Work to complete –
Copy the lines below word for word, without the picture.

Provided entries –
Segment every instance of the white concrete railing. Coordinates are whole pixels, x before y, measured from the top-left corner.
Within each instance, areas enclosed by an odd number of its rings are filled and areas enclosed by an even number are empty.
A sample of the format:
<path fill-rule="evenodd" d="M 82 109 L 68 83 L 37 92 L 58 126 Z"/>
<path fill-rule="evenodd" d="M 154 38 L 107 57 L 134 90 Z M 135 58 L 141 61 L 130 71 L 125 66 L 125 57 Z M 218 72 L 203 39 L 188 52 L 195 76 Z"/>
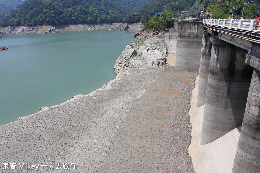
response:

Completed task –
Segment every instance of the white concrete railing. Coordinates are whole pixels, x before y, measured from the top-left corner.
Within each instance, areas enclosed by an odd number of its rings are filled and areas enclosed by an even number are empty.
A sample of the format:
<path fill-rule="evenodd" d="M 82 109 L 68 83 L 37 92 L 58 126 Z"/>
<path fill-rule="evenodd" d="M 154 38 L 107 57 L 134 90 Z M 135 58 L 141 61 L 130 71 L 125 66 L 125 57 Z M 218 72 L 203 39 L 188 52 L 195 76 Z"/>
response:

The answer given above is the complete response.